Selection ->
· · · · · · ·

Ruby’s a Chicago dog and loves being out and about with us. But she startles easily and sometimes this makes her a bit reactive. We have worked hard to build her confidence by including her in adventures but always in a way that’s comfortable and not too overwhelming. This usually means going places in off hours and avoiding high traffic times with lots of dogs, people, bikes, cars, etc. We are introverts so this strategy works for us as well!
Chicago has some fun dog friendly options and over the coming months, we are going to share some of our favorites. Hopefully, they will be interesting and useful to both residents as well as those traveling to Chicago with their dogs. If you don’t live in Chicago (or plan on visiting) and just want to enjoy cute photos of Ruby, that’s fine, too!
Exploring Chicago’s Museum Campus with your Dog
First up, Museum Campus, a 57-acre park in the south loop that surrounds three of the city’s museums: the Adler Planetarium, the Shedd Aquarium, and the Field Museum. The campus borders Lake Michigan to the east, Grant Park to the north, and Northerly Island to the south, offering spectacular views of the Chicago skyline and lakefront, lots of green space, paved walking and bike trails, a public beach as well as food and drink options. It is also close to public transportation, offers metered street parking and several parking lots, public bathrooms, and free Wi-Fi. Obviously, the museums are not dog friendly, but they are all amazing and definitely worth a trip.
The map shows our route, which took us about an hour (Ruby is not super speedy). You can click on the markers for more information on locations mentioned in this post.
If you are visiting Chicago and staying downtown, you can walk through Grant Park to Museum Campus. If you are driving, there is limited street meter parking along East Solidarity Drive and paid lots near the Adler Planetarium and the North Garage just south of the Field Museum.

· · · · · · ·

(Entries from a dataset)
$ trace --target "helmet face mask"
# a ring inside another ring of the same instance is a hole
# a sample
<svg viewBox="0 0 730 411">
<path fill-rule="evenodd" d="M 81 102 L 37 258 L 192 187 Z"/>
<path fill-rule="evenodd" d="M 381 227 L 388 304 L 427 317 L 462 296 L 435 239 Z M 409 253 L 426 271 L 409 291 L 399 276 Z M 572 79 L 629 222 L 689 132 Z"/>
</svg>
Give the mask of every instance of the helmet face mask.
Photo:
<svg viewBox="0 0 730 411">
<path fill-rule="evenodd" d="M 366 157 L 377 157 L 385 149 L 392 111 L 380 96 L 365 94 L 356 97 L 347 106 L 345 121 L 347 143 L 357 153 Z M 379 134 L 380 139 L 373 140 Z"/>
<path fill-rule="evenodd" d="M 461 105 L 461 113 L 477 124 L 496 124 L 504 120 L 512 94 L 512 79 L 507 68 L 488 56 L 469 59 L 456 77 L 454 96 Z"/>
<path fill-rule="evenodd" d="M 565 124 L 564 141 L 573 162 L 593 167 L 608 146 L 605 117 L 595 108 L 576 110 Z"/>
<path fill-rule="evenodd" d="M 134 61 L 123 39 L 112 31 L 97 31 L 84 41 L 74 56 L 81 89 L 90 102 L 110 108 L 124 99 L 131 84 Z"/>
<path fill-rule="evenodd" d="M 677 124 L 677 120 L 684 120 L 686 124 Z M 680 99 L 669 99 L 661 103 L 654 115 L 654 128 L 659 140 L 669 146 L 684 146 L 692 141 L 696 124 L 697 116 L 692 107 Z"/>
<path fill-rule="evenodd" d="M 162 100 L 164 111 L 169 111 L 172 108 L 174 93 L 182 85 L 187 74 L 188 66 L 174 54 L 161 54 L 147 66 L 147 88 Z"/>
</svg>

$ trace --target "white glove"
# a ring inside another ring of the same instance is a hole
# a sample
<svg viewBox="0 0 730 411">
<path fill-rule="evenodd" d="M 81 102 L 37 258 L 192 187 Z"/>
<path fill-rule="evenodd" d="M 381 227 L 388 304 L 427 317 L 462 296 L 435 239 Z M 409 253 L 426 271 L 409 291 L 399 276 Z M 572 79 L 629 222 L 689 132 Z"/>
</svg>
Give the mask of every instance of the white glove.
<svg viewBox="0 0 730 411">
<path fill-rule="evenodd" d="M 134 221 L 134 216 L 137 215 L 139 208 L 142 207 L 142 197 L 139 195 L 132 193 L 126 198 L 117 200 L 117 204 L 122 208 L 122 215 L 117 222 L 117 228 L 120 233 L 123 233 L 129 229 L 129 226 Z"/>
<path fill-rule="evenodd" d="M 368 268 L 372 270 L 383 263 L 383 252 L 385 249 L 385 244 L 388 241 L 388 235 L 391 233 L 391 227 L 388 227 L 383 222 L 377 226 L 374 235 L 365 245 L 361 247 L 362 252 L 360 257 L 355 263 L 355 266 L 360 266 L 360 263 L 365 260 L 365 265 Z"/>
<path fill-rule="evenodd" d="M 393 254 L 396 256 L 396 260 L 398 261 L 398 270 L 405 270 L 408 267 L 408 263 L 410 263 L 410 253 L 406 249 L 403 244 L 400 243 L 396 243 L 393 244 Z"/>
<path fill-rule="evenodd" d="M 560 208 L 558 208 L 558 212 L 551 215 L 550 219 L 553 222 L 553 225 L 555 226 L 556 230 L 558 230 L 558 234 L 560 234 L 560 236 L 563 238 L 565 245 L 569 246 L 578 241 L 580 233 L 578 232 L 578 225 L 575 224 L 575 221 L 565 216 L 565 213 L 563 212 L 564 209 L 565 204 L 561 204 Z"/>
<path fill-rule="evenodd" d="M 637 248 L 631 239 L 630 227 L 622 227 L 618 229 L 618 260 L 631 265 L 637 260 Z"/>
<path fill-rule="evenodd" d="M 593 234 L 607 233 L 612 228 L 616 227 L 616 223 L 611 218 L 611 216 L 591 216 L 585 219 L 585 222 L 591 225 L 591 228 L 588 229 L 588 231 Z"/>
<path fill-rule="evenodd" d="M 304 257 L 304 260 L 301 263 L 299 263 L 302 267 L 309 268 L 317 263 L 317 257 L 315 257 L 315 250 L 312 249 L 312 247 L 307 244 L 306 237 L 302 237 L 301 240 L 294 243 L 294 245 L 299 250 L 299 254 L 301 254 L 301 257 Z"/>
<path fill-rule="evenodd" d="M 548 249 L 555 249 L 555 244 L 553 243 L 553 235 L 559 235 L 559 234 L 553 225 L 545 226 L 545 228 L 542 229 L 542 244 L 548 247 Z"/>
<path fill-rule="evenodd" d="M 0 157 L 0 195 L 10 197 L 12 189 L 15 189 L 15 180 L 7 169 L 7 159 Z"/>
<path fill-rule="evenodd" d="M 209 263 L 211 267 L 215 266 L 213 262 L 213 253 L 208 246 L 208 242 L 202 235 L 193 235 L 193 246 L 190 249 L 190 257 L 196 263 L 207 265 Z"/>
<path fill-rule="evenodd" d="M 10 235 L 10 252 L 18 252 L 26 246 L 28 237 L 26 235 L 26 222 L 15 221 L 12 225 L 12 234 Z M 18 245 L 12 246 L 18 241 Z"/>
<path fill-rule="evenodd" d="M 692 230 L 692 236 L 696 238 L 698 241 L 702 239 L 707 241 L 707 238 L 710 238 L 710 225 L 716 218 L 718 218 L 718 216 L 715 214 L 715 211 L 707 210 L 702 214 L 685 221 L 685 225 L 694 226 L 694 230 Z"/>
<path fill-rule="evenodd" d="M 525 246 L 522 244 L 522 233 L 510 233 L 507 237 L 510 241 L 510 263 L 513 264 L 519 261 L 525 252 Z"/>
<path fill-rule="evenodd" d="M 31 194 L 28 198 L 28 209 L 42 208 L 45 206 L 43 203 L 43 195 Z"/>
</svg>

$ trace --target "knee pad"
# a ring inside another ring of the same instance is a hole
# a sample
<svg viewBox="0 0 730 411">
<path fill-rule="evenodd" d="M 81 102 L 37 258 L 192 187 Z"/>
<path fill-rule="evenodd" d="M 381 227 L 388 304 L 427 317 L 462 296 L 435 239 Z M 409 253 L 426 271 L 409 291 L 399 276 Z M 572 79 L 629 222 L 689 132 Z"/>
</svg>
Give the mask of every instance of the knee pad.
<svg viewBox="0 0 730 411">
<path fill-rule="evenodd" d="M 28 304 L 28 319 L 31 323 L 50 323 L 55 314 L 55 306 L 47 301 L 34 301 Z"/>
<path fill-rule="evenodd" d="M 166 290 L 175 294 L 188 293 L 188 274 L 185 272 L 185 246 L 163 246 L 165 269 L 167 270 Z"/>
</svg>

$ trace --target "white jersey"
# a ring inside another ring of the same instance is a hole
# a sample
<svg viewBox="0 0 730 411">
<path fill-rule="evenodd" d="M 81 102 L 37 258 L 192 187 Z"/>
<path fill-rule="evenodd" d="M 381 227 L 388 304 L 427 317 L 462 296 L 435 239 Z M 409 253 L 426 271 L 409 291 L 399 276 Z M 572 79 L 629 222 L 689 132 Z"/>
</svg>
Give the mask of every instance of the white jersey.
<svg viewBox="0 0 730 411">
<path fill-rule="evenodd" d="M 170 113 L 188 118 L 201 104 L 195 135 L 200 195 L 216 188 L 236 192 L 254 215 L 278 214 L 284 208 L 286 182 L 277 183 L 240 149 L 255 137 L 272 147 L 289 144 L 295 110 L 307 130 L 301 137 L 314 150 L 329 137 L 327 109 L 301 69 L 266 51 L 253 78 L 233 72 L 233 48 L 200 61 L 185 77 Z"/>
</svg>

· · · · · · ·

Work instructions ->
a: Do these statements agree with the Museum Campus post? (i) Museum Campus is a 57-acre park. (ii) The museums on Museum Campus welcome dogs. (iii) The route on the map took about an hour. Answer yes or no for each, quoting the words of the post that decide it.
b: Resume the Museum Campus post after its last sentence.

Task-by-task outputs ->
a:
(i) Yes: "a 57-acre park in the south loop"
(ii) No: "Obviously, the museums are not dog friendly"
(iii) Yes: "which took us about an hour"

b:
In hopes of avoiding the crowds, we arrived mid-morning. We have visited the Field Museum and Adler Planetarium many times, but this was our first time exploring Museum Campus with our dog. We ran into a few summer camp groups, but otherwise it was a great time for a low stress walk. If your dog doesn’t do well with kids, you might want to avoid the central area between the Shedd and the Field Museum. Ruby is a smaller dog and easy to pick up and remove from situations that freak her out. Chicago is a big city with lots of noise, people, cars, etc. – please use caution when visiting new places with your dog and always be considerate and aware of their comfort level, temperament, tolerance, triggers, etc.
We started by heading east along the Lakefront towards the Adler Planetarium Skyline Walk (1). The path is paved and has two levels; no inclines but some steep steps. The lower (water) level is slippery and should only be attempted if you are wearing shoes with good traction, especially on windy days. The loop around the Planetarium boosts some spectacular views in all directions and is usually not as crowded. While we were walking we met another dog named Ruby who also fancied herself a Chicago spokesdog!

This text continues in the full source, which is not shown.